=== WHAT IS REQUIRED ===
Return every line of the records that contains the word "white", treating uppercase and lowercase as different.

[START OF WORKING DATA]

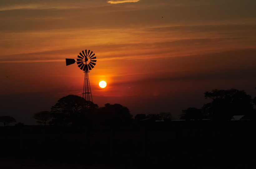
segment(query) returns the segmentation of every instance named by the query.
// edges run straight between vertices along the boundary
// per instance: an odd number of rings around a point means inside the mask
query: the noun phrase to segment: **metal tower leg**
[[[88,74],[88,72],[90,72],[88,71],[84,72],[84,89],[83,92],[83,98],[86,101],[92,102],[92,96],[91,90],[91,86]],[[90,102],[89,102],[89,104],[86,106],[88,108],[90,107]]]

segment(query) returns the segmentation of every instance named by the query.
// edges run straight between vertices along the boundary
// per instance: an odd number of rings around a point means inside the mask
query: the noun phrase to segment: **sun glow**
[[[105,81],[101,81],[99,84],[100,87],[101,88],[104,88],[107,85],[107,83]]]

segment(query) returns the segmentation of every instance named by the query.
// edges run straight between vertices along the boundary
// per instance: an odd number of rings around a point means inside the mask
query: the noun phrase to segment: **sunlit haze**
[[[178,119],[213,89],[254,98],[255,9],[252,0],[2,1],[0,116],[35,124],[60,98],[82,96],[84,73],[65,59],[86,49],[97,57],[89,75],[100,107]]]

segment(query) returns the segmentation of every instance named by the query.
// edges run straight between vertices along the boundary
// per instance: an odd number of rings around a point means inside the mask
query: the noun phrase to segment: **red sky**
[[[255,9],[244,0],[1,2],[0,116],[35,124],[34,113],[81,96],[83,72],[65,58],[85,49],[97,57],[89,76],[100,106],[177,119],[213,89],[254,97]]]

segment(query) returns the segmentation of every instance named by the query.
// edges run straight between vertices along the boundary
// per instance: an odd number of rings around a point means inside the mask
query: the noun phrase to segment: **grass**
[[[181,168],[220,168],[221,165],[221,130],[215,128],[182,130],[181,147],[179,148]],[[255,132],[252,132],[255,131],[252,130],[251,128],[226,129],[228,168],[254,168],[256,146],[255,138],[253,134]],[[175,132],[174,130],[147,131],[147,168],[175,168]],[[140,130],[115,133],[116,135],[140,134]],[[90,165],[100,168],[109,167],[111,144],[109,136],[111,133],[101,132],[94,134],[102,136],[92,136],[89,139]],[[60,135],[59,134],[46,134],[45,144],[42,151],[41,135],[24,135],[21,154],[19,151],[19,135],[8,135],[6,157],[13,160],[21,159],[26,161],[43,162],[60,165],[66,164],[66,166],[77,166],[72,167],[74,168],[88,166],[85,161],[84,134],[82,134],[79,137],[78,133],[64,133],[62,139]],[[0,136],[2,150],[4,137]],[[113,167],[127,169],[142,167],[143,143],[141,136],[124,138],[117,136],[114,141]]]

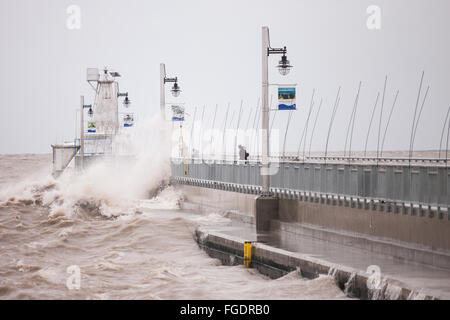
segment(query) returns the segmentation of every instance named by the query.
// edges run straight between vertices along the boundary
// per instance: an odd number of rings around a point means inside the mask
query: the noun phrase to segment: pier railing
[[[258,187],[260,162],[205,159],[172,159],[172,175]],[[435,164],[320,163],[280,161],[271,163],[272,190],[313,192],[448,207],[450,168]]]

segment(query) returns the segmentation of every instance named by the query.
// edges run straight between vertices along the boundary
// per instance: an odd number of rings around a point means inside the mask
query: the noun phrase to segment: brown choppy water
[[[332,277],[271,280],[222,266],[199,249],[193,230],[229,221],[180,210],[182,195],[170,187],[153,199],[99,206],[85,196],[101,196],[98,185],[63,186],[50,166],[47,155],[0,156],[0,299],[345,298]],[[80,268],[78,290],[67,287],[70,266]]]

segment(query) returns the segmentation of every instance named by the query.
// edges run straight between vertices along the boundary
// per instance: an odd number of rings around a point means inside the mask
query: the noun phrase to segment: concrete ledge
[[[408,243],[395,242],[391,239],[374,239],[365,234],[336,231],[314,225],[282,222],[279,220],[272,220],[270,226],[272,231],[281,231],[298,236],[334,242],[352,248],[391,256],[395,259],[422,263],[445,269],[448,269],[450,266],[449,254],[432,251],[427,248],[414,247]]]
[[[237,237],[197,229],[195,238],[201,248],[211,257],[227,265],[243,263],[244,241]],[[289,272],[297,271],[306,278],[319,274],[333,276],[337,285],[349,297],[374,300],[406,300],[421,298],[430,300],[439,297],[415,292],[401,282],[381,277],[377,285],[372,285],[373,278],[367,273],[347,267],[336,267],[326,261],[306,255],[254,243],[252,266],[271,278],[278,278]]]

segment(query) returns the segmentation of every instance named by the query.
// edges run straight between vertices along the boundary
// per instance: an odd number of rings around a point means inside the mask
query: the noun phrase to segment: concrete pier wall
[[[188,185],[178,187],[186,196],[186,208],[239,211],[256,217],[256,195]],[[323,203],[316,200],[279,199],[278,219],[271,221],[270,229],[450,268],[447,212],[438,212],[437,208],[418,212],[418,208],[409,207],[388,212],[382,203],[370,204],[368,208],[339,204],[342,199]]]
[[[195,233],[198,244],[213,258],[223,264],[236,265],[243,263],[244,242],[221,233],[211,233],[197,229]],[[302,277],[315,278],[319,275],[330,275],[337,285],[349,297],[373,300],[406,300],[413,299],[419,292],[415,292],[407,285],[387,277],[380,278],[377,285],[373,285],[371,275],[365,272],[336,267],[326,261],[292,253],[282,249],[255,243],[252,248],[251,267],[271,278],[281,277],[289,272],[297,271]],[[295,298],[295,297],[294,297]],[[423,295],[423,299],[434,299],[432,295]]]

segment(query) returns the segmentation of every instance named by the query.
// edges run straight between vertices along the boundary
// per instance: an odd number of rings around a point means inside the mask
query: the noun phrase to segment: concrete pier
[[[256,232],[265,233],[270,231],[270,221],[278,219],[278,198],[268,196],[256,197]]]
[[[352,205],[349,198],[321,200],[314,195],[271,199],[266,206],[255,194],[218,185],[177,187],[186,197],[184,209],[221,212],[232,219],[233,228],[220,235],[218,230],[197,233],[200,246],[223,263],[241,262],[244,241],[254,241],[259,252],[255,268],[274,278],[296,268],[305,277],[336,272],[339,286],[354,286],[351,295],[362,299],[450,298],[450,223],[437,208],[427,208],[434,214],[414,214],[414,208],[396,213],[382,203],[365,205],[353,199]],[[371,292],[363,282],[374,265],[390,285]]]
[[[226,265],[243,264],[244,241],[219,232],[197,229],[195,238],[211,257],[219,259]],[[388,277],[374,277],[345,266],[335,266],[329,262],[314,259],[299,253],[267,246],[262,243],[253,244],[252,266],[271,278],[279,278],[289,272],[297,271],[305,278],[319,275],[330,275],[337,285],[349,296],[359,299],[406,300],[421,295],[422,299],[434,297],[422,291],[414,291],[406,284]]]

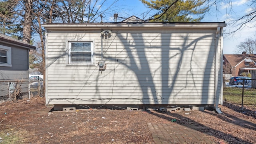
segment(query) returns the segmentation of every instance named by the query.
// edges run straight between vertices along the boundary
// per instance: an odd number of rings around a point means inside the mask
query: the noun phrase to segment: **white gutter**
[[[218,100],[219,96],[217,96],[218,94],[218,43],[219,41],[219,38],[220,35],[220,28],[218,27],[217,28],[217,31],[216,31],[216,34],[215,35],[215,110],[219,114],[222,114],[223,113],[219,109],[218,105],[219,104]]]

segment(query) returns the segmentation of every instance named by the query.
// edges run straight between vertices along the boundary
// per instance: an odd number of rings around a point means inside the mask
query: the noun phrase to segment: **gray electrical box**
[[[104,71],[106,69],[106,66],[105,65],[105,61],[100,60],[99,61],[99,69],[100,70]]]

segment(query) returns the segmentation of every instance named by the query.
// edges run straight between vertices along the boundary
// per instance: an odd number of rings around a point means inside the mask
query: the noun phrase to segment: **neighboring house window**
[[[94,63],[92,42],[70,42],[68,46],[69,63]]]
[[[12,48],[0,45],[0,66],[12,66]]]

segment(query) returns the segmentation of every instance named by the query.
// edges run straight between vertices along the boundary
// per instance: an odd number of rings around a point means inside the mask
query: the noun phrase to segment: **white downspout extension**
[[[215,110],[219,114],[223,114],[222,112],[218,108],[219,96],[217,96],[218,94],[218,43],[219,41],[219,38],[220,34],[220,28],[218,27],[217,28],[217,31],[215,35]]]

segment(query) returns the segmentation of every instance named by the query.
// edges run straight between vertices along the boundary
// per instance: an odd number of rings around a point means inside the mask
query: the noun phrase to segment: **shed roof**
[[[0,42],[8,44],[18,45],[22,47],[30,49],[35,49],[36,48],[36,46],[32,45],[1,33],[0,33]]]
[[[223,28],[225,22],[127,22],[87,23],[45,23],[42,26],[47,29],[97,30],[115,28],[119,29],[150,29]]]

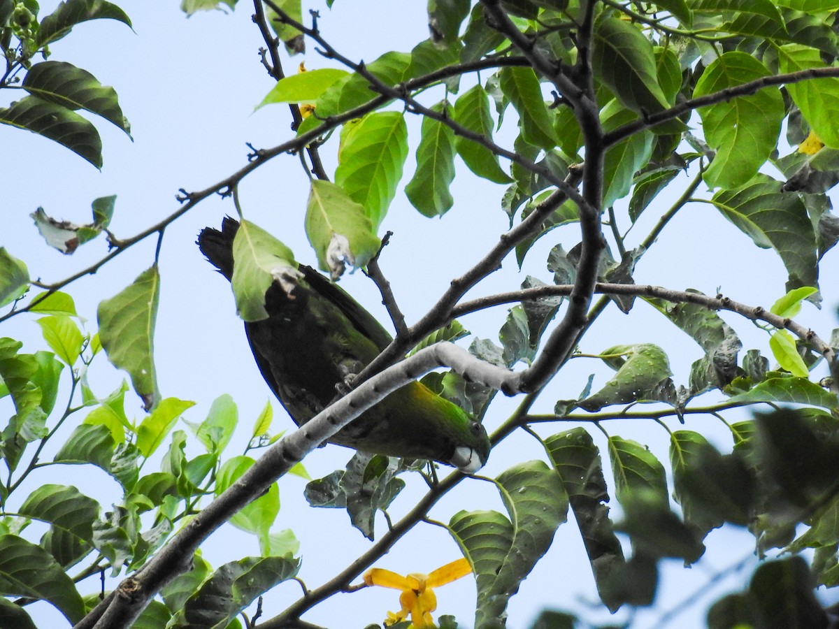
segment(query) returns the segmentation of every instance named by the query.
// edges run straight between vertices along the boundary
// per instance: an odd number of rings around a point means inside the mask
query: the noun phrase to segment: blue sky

[END OF WORKING DATA]

=== EXERCISE ANSWER ===
query: the noun phrase to segment: **white gutter**
query: the noun phrase to segment: **white downspout extension**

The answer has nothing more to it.